━━━━━ Data provided ━━━━━

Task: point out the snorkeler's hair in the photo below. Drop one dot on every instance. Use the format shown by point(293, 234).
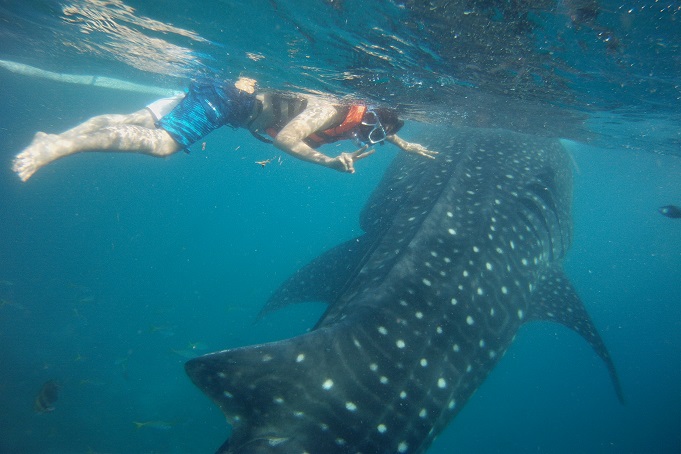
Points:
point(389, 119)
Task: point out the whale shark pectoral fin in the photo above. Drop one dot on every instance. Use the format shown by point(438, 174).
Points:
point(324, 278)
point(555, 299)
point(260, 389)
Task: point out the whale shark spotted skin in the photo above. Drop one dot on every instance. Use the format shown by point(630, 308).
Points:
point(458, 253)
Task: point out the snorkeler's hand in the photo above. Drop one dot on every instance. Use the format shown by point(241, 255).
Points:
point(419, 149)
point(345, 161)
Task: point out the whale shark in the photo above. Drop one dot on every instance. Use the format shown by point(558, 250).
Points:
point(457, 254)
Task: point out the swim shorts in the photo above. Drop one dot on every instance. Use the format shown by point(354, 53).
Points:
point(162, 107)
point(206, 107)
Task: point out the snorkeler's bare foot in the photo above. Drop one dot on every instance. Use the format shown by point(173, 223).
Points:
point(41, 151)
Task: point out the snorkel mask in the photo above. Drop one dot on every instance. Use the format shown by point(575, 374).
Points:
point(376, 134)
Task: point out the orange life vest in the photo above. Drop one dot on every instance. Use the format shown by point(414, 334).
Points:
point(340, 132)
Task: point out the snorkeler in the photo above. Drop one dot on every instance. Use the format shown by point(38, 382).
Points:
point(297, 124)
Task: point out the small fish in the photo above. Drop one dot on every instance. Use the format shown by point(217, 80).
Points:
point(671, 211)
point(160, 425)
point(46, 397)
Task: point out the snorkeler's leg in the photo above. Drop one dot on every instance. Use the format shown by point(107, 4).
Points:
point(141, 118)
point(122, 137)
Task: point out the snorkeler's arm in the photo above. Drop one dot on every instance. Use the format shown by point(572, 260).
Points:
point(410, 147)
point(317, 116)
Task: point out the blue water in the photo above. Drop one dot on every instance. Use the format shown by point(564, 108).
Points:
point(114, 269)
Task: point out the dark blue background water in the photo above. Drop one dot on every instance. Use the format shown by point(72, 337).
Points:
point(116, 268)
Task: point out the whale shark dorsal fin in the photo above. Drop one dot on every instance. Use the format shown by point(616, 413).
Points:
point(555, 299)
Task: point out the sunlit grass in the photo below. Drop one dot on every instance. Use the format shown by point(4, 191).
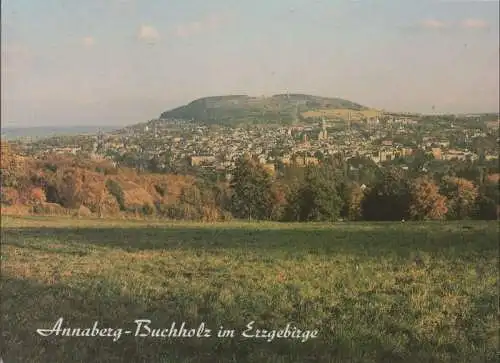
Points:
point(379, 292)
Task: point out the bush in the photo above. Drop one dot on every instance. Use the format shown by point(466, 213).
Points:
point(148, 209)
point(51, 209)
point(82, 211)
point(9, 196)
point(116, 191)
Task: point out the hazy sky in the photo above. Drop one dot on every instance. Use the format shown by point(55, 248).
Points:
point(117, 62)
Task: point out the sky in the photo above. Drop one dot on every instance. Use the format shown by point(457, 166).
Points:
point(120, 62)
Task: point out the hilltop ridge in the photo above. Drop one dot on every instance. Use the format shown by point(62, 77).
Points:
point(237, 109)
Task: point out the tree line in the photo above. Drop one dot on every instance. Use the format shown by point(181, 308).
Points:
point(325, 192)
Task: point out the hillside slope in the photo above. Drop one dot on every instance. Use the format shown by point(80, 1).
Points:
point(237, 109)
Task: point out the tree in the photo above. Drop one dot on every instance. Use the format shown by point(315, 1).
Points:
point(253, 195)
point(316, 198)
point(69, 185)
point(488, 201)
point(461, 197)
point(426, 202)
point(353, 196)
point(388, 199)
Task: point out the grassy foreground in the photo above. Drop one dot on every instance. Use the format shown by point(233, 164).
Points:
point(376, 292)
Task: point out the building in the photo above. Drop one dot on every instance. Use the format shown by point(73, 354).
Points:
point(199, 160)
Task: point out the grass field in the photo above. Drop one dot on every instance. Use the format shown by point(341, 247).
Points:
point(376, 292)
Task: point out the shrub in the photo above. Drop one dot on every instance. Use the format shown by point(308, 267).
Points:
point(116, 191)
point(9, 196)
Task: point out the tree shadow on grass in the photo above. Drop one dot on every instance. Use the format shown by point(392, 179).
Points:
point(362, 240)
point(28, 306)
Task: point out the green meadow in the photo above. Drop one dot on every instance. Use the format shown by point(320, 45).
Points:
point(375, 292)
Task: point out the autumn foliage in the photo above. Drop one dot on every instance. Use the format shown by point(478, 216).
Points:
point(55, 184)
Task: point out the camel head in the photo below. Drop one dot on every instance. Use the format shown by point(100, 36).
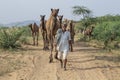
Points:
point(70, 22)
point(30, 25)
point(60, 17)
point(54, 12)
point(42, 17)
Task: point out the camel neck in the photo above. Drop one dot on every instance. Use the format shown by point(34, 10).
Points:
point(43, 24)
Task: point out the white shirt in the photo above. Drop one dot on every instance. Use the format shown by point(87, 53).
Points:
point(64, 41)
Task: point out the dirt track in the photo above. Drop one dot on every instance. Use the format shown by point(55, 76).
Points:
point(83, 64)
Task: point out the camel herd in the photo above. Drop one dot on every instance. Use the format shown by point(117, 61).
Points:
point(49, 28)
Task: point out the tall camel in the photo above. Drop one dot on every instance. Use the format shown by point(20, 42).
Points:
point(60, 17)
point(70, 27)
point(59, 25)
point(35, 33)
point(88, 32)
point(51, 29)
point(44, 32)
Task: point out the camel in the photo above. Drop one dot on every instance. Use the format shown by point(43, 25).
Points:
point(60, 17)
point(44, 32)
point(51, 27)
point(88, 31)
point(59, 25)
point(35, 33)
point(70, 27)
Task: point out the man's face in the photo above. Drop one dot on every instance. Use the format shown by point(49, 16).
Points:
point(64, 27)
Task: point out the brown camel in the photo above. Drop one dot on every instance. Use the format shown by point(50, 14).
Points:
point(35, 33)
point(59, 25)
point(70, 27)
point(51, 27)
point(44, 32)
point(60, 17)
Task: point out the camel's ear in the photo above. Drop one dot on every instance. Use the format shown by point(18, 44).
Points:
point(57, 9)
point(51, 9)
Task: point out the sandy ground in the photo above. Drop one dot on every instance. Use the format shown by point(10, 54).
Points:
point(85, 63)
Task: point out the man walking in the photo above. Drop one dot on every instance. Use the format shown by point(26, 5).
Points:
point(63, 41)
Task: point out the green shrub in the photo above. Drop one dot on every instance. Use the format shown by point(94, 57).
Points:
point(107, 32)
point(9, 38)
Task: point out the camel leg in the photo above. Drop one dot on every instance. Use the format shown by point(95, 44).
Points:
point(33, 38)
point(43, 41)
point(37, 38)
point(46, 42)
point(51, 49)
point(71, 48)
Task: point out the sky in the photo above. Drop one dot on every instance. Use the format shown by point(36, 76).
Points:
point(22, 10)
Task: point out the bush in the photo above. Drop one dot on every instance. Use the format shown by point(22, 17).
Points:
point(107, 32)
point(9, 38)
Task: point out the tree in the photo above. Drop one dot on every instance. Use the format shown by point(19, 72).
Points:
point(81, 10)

━━━━━
━━━━━ Data provided ━━━━━

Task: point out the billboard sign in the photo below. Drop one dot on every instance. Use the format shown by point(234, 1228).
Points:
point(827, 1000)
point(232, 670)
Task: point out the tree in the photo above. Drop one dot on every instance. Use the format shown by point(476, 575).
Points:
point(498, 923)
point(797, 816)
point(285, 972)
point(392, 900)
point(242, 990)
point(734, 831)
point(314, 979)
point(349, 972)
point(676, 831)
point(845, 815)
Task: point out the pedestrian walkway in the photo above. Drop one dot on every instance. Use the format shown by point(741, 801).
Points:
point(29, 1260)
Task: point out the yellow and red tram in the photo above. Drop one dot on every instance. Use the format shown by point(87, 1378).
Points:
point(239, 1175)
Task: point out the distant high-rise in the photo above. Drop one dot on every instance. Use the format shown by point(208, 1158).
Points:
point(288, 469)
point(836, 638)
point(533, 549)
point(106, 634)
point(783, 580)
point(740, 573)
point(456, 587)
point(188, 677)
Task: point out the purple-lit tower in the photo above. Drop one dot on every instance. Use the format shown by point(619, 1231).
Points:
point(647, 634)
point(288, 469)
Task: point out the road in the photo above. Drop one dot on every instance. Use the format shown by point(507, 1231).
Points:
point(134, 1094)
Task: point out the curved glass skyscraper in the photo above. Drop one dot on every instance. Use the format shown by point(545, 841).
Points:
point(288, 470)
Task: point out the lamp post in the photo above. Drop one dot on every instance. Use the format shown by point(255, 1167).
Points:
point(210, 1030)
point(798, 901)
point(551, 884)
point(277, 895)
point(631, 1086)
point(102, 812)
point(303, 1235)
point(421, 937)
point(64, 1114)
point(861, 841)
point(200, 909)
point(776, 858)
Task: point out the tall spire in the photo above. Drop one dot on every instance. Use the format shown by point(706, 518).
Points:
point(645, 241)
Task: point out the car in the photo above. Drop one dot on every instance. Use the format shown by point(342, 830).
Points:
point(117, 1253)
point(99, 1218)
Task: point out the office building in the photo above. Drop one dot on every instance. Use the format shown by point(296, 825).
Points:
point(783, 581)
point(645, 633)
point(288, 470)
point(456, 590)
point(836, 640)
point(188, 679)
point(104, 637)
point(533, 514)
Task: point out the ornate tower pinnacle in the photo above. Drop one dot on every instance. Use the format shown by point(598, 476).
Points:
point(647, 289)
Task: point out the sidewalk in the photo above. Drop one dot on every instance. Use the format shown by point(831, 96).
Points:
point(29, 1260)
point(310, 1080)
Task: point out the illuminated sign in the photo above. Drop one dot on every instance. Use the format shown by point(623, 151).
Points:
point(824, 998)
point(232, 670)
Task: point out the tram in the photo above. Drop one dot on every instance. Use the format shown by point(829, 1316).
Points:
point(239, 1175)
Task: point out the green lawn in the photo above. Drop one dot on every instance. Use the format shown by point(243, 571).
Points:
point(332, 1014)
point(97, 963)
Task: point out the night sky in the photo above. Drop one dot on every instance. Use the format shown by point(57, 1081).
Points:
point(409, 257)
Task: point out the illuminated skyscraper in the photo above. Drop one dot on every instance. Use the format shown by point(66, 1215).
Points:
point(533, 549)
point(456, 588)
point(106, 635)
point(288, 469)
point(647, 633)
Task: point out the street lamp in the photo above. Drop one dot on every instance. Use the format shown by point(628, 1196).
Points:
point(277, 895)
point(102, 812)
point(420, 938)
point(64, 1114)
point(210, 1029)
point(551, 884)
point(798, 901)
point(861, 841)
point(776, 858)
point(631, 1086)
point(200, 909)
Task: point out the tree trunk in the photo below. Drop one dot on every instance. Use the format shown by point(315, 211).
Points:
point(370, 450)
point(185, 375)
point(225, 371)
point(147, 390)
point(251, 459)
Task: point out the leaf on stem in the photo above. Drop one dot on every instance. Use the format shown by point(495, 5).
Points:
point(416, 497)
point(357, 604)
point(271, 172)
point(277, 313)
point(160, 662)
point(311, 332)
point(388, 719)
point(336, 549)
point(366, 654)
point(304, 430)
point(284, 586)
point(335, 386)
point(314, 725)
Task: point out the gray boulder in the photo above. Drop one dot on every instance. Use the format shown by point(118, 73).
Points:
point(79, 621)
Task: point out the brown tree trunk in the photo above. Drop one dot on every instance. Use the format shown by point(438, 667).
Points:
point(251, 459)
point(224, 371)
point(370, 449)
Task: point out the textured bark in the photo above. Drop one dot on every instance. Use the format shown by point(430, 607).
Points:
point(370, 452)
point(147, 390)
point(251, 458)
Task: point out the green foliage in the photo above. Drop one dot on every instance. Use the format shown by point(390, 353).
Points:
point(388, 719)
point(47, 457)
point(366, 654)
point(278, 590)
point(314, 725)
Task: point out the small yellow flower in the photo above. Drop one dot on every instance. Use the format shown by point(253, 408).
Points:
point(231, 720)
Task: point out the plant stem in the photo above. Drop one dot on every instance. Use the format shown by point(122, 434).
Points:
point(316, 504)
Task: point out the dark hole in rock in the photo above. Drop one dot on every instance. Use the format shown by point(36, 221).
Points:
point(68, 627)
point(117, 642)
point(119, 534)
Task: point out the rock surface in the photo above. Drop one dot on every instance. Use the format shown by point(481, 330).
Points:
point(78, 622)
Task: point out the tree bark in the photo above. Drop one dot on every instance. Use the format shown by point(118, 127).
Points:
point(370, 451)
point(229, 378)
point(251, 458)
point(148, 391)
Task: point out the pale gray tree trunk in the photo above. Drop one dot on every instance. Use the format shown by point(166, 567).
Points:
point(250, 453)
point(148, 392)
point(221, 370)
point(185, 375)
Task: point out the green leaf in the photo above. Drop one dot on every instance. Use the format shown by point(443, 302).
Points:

━━━━━

*Aim:*
Rewrite the material starting at the line containing "Task: point out the grass field" and ending at the line containing "point(42, 17)", changing every "dot" to "marker" and keeping everything else the same. Leave the pictures out of your answer.

*Correct answer:*
Task: point out the grass field in the photo above. Drop one marker on every instance. Use the format shown by point(341, 247).
Points:
point(376, 292)
Task: point out the shrub in the photo above. Drop one marker on every instance. Use the format shown by point(308, 267).
Points:
point(116, 191)
point(9, 196)
Task: point out the tree shadow on grass in the photo above. Drop one marker on every instance. Use the format shown by point(392, 179).
Points:
point(362, 240)
point(28, 306)
Task: point out the green meadow in the photo above. Drop one marker on every instance. Use the format shown by point(320, 45).
Points:
point(375, 292)
Task: point out the autumn foliage in the photo above. Drop one marker on every instance. Use the format shown by point(478, 216).
Points:
point(55, 184)
Task: point out the camel head in the photo below. Drop one marker on every instance. Use the format shown by point(100, 36).
Points:
point(70, 22)
point(30, 25)
point(60, 17)
point(54, 12)
point(42, 17)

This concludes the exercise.